=== WORK INSTRUCTIONS ===
Pictures aside, copy every record word for word.
[SOURCE DATA]
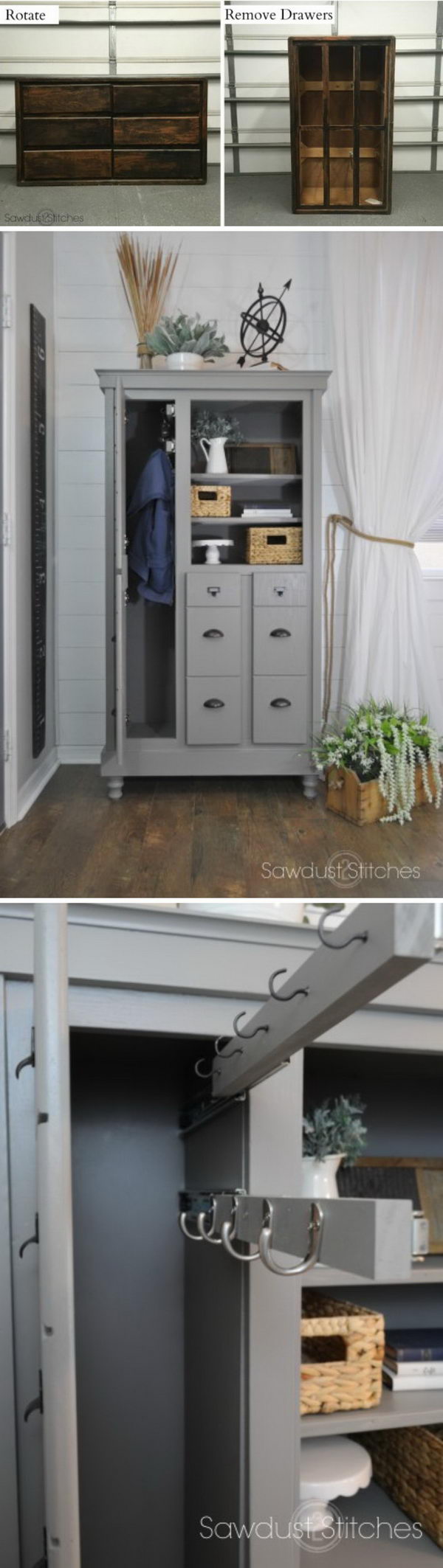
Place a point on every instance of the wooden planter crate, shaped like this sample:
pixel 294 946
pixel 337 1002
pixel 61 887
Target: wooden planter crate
pixel 409 1465
pixel 365 803
pixel 343 1349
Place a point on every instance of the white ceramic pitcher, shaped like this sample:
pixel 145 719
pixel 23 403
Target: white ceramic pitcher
pixel 216 455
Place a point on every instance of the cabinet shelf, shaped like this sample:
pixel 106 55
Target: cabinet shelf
pixel 396 1410
pixel 244 479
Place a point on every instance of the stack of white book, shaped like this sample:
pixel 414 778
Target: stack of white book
pixel 413 1359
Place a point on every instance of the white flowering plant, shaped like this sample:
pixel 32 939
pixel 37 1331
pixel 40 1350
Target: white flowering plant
pixel 385 743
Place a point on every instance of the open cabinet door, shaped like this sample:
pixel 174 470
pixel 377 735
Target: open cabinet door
pixel 120 571
pixel 55 1236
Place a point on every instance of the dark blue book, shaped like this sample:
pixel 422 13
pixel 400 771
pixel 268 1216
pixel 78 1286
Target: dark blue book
pixel 415 1345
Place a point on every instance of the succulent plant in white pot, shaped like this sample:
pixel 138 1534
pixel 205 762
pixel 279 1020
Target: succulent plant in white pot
pixel 186 341
pixel 332 1133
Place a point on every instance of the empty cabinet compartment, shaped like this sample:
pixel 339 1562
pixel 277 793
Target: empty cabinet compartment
pixel 214 642
pixel 280 710
pixel 214 711
pixel 280 642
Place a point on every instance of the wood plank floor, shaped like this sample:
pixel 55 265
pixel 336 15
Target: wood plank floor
pixel 211 838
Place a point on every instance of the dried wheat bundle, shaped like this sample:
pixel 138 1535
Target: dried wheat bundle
pixel 146 277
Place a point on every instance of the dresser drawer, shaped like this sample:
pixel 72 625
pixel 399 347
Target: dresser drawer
pixel 213 587
pixel 214 642
pixel 85 132
pixel 280 710
pixel 79 97
pixel 274 587
pixel 280 645
pixel 156 97
pixel 157 165
pixel 68 165
pixel 154 131
pixel 214 711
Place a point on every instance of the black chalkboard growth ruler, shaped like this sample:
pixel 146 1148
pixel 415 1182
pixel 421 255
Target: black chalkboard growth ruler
pixel 38 529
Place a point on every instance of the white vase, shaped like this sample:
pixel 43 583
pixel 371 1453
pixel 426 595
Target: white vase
pixel 216 455
pixel 185 361
pixel 319 1176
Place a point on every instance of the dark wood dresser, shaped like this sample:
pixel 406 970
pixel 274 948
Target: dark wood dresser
pixel 126 129
pixel 341 122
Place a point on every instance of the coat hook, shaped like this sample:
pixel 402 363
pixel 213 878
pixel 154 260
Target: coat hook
pixel 227 1054
pixel 199 1068
pixel 316 1225
pixel 189 1235
pixel 228 1231
pixel 35 1238
pixel 207 1236
pixel 302 990
pixel 360 937
pixel 261 1029
pixel 30 1061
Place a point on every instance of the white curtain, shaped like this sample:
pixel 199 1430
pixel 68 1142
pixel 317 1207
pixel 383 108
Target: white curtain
pixel 387 430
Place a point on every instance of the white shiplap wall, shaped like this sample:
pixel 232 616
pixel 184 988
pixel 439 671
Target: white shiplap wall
pixel 217 275
pixel 412 22
pixel 164 47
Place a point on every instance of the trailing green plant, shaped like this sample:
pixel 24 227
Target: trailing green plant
pixel 385 743
pixel 210 426
pixel 186 334
pixel 335 1128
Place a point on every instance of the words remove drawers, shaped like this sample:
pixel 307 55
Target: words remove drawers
pixel 75 132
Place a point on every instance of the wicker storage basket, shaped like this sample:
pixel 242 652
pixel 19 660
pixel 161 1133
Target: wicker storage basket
pixel 211 501
pixel 275 546
pixel 409 1465
pixel 343 1349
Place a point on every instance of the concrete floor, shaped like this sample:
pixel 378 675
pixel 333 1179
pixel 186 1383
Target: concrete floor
pixel 97 206
pixel 264 200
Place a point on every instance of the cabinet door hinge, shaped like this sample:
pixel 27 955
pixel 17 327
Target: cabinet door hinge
pixel 7 311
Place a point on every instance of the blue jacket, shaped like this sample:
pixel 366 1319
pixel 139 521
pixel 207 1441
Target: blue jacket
pixel 151 552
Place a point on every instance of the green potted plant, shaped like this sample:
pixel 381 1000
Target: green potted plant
pixel 379 764
pixel 211 433
pixel 186 341
pixel 332 1133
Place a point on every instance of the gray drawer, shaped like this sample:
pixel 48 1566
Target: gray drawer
pixel 280 642
pixel 211 725
pixel 280 587
pixel 213 587
pixel 274 725
pixel 214 639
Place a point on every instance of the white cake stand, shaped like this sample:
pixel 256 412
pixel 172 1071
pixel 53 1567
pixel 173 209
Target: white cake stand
pixel 330 1468
pixel 213 549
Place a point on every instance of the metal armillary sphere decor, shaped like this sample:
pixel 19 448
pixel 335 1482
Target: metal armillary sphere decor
pixel 263 325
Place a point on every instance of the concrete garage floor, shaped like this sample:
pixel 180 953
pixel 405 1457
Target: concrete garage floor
pixel 100 206
pixel 264 200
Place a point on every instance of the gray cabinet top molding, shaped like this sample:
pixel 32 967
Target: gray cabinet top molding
pixel 216 380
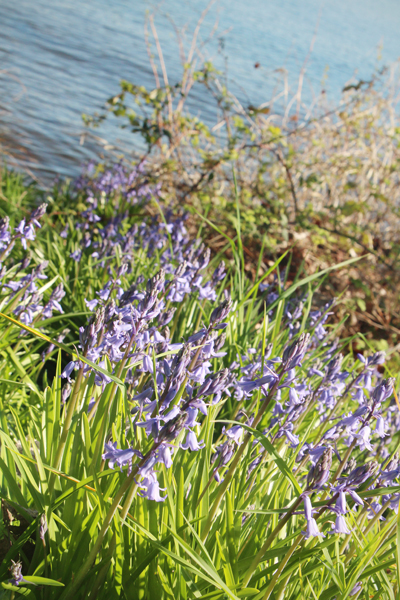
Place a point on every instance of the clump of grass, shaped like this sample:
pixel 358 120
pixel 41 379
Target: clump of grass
pixel 195 433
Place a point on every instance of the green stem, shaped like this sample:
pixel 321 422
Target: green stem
pixel 257 559
pixel 225 483
pixel 79 577
pixel 282 565
pixel 67 424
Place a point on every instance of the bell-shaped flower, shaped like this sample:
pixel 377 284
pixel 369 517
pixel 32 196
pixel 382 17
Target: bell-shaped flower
pixel 341 526
pixel 192 442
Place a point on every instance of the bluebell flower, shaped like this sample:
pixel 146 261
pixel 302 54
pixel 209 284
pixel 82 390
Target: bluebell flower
pixel 341 526
pixel 192 442
pixel 119 457
pixel 235 433
pixel 76 255
pixel 151 488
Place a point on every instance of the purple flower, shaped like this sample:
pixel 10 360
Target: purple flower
pixel 235 433
pixel 68 370
pixel 380 427
pixel 76 256
pixel 356 589
pixel 152 487
pixel 312 529
pixel 363 437
pixel 164 455
pixel 16 572
pixel 91 304
pixel 341 526
pixel 192 443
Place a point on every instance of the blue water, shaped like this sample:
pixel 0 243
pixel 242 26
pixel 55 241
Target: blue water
pixel 60 58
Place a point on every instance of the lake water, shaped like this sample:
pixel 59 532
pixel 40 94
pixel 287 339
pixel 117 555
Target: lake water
pixel 60 58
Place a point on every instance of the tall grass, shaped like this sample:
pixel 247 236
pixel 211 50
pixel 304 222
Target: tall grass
pixel 259 388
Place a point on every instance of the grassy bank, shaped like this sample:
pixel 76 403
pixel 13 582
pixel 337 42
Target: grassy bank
pixel 172 427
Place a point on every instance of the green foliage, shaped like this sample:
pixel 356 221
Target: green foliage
pixel 322 178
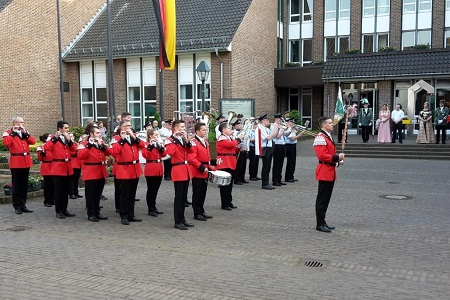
[/SOURCE DATA]
=== PROBLEM SOLUTION ===
Place a point on every instance of the wooden planter crate, shaped like this sample:
pixel 294 946
pixel 337 1002
pixel 61 887
Target: wooden planter crate
pixel 409 1465
pixel 365 803
pixel 343 1349
Place a point on every instance of the white ceramic pitcher, shaped like this sample:
pixel 145 719
pixel 23 403
Target: white ceramic pitcher
pixel 216 455
Place a point on every instance of the cabinet shelf, shaped like this sample:
pixel 106 55
Target: cabinet shelf
pixel 396 1410
pixel 244 479
Place a point on every instance of the stack of white book, shaped like this sample:
pixel 414 778
Target: stack of white book
pixel 413 1359
Place a point on every instance of the white flowering plant, shaped like this sample:
pixel 32 939
pixel 37 1331
pixel 40 1350
Target: white flowering plant
pixel 385 743
Place a point on every instance of the open cabinet door, shaped like this sample:
pixel 174 470
pixel 377 735
Target: open cabinet door
pixel 120 571
pixel 55 1236
Place a point on every instance of the dark blue book, shaped like this sample:
pixel 422 13
pixel 400 771
pixel 268 1216
pixel 78 1286
Target: dark blue book
pixel 415 1345
Place a point on every instance of the succulent plant in white pot, shaped like this sample:
pixel 138 1534
pixel 205 762
pixel 279 1020
Target: succulent plant in white pot
pixel 186 341
pixel 332 1133
Place a point on every instance of the empty cabinet compartment, shaped like this sample:
pixel 339 1562
pixel 277 793
Target: empty cabinet compartment
pixel 214 642
pixel 280 710
pixel 214 711
pixel 280 642
Place a point on every instance of the wood plank floor, shaped like this sample:
pixel 55 265
pixel 336 15
Target: wood plank floor
pixel 211 838
Place a point on every instance of the dried wheat bundle, shaped like this sample:
pixel 138 1535
Target: dried wheat bundle
pixel 146 277
Place a point on every instance of the dresser drawer, shaped like this sample:
pixel 72 625
pixel 399 347
Target: dresser drawer
pixel 213 587
pixel 214 642
pixel 85 132
pixel 280 710
pixel 79 97
pixel 274 587
pixel 280 645
pixel 156 97
pixel 157 165
pixel 68 165
pixel 154 131
pixel 214 711
Place a point on every instance of the black chalkboard growth ruler, shaped like this sample:
pixel 146 1148
pixel 415 1182
pixel 421 255
Target: black chalkboard growth ruler
pixel 38 529
Place a point on every instance of the white vase, shaped like this sample:
pixel 43 583
pixel 371 1453
pixel 426 595
Target: white vase
pixel 216 455
pixel 185 361
pixel 319 1176
Place a point on every instance of the dark wood dresser, shaped like this sample:
pixel 406 970
pixel 274 948
Target: dark wood dresser
pixel 126 129
pixel 341 122
Place a point on every instance of the coat hook, shaped like this sample:
pixel 402 363
pixel 213 878
pixel 154 260
Target: coat hook
pixel 227 1054
pixel 199 1068
pixel 316 1225
pixel 189 1235
pixel 228 1231
pixel 35 1238
pixel 207 1236
pixel 302 990
pixel 360 937
pixel 261 1029
pixel 30 1061
Place a point on every instance of the white curtain, shaped like this sample:
pixel 199 1430
pixel 68 1142
pixel 317 1207
pixel 383 108
Target: white curtain
pixel 387 430
Place a point on every instance of the white shiplap wall, shaped like this sample:
pixel 232 616
pixel 184 988
pixel 439 671
Target: white shiplap wall
pixel 217 275
pixel 412 22
pixel 164 47
Place a point on every instance of the trailing green plant, shaped like this sample:
pixel 24 227
Target: trailing green plant
pixel 385 743
pixel 210 426
pixel 186 334
pixel 335 1128
Place a point on every instance of the words remove drawers, shaped like this sample:
pixel 307 55
Target: words remove drawers
pixel 75 132
Place a point on every instance of the wicker storage basket, shaped like this sample:
pixel 242 652
pixel 19 660
pixel 161 1133
Target: wicker storage basket
pixel 211 501
pixel 275 546
pixel 409 1465
pixel 343 1349
Place a point on every instance of the concrete floor, shaped like this sample:
pixel 378 675
pixel 333 1179
pixel 186 1383
Target: concrete floor
pixel 97 206
pixel 264 200
Place a point on every instance of the cabinet door hinge, shaped like this sample:
pixel 27 955
pixel 17 327
Target: cabinet door hinge
pixel 7 311
Place a point on every instance of the blue jacket, shaped like this sample:
pixel 366 1319
pixel 139 521
pixel 207 1441
Target: blue jacket
pixel 151 552
Place a point on every instance of the green potted plant, shaped like this sample:
pixel 381 1000
Target: green potted plant
pixel 379 764
pixel 211 433
pixel 186 341
pixel 332 1133
Place a point on every instance of the gray drawer, shaped like this sample:
pixel 48 1566
Target: gray drawer
pixel 280 642
pixel 211 725
pixel 280 587
pixel 213 587
pixel 274 725
pixel 214 639
Place a point on every instance of the white cake stand, shaped like this sample:
pixel 256 412
pixel 172 1071
pixel 53 1567
pixel 173 209
Target: white cake stand
pixel 330 1468
pixel 213 549
Place a point on every instance of the metal armillary sphere decor, shaped like this sample:
pixel 19 448
pixel 335 1482
Target: metal armillary sphere decor
pixel 263 325
Place a point on every instance of the concrete garage floor, shaped like this sample:
pixel 180 953
pixel 405 1457
Target: concrete garage floor
pixel 100 206
pixel 264 200
Place a point on every instance of the gray cabinet top molding, shaped like this sample:
pixel 32 967
Target: gray cabinet top molding
pixel 216 380
Place a point on every instance of the clump of grass, shaped like this sample:
pixel 358 120
pixel 41 379
Target: clump of grass
pixel 195 433
Place a point on every instance of the green stem, shaped like this sample:
pixel 321 422
Target: green stem
pixel 257 559
pixel 225 483
pixel 79 577
pixel 282 565
pixel 67 424
Place a point on every instance of the bell-shaped flower, shaped like this sample:
pixel 377 284
pixel 369 517
pixel 32 196
pixel 382 17
Target: bell-shaped flower
pixel 341 526
pixel 192 442
Place a point on every instance of the bluebell flower, shaped like this sample:
pixel 146 261
pixel 302 54
pixel 209 284
pixel 82 390
Target: bluebell flower
pixel 341 526
pixel 192 442
pixel 119 457
pixel 235 433
pixel 76 255
pixel 151 488
Place a point on every instance of the purple flower, shaped like this sample:
pixel 10 360
Target: purple flower
pixel 235 433
pixel 68 370
pixel 380 427
pixel 76 256
pixel 356 589
pixel 152 487
pixel 312 529
pixel 363 437
pixel 164 455
pixel 16 572
pixel 91 304
pixel 341 526
pixel 192 443
Place a point on every instance of the blue water, shaped like this sample:
pixel 0 243
pixel 242 26
pixel 55 241
Target: blue water
pixel 60 58
Place a point on every instance of the lake water, shaped like this sample:
pixel 59 532
pixel 40 94
pixel 287 339
pixel 117 555
Target: lake water
pixel 60 58
Place a point on every instance of the tall grass, shaped like this sample:
pixel 247 236
pixel 211 50
pixel 304 222
Target: tall grass
pixel 259 388
Place a point on every instance of the grassy bank, shaped like this sample:
pixel 76 403
pixel 13 582
pixel 337 42
Target: grassy bank
pixel 172 427
Place a point on every instance of the green foliage, shaped like this sample:
pixel 356 221
Target: green foliage
pixel 322 178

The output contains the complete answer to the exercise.